Required tasks =
1: According to the COMBO library description, what language is COMBO written in?
2: Translate this sentence from the COMBO library description into Spanish: "COMBO is a FORTRAN77 library which includes routines for ranking, unranking, enumerating and randomly selecting balanced sequences, cycles, graphs, Gray codes, subsets, partitions, permutations, restricted growth functions, Pruefer codes and trees."

Passage shown =
┄┄┄┄┄┄
# COMBO Kreher and Stinson Combinatorial Routines

COMBO is a FORTRAN77 library which includes routines for ranking, unranking, enumerating and randomly selecting balanced sequences, cycles, graphs, Gray codes, subsets, partitions, permutations, restricted growth functions, Pruefer codes and trees.

Routines are available to count, list, rank and unrank such objects

• BAL, balanced sequences;
• CYCLE, permutations of the first N integers in cycle form;
• GRAPH, graphs stored as a list of edges.
• GRAY, Gray codes;
• KNAPSACK, optimally filling a knapsack of given size using a set of smaller objects;
• KSUBSET, subsets of size exactly K from a set of N objects;
• NPART, partitions of an integer having exactly N parts;
• PART, partitions of an integer;
• PERM, permutations of the first N integers in standard form;
• PRUEFER, Pruefer codes;
• RGF, restricted growth functions;
• SETPART, partitions of a set;
• SUBSET, subsets of a set of N objects;
• TABLEAU, tableaus;
• TREE, trees;

Some of these sets of objects can be ordered in several different ways, and in some cases, a separate set of ranking, unranking, and successor routines are available for the various orderings (lexical, colexical, revolving door, Trotter-Johnson).
┄┄┄┄┄┄
Supplied data =

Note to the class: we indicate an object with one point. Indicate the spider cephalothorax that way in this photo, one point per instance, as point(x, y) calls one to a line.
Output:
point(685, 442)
┄┄┄┄┄┄
Results for the exercise =
1: FORTRAN77.

2: COMBO es una biblioteca de FORTRAN77 que incluye rutinas para calcular el rango, obtener el objeto a partir de su rango, enumerar y seleccionar aleatoriamente secuencias balanceadas, ciclos, grafos, códigos Gray, subconjuntos, particiones, permutaciones, funciones de crecimiento restringido, códigos de Pruefer y árboles.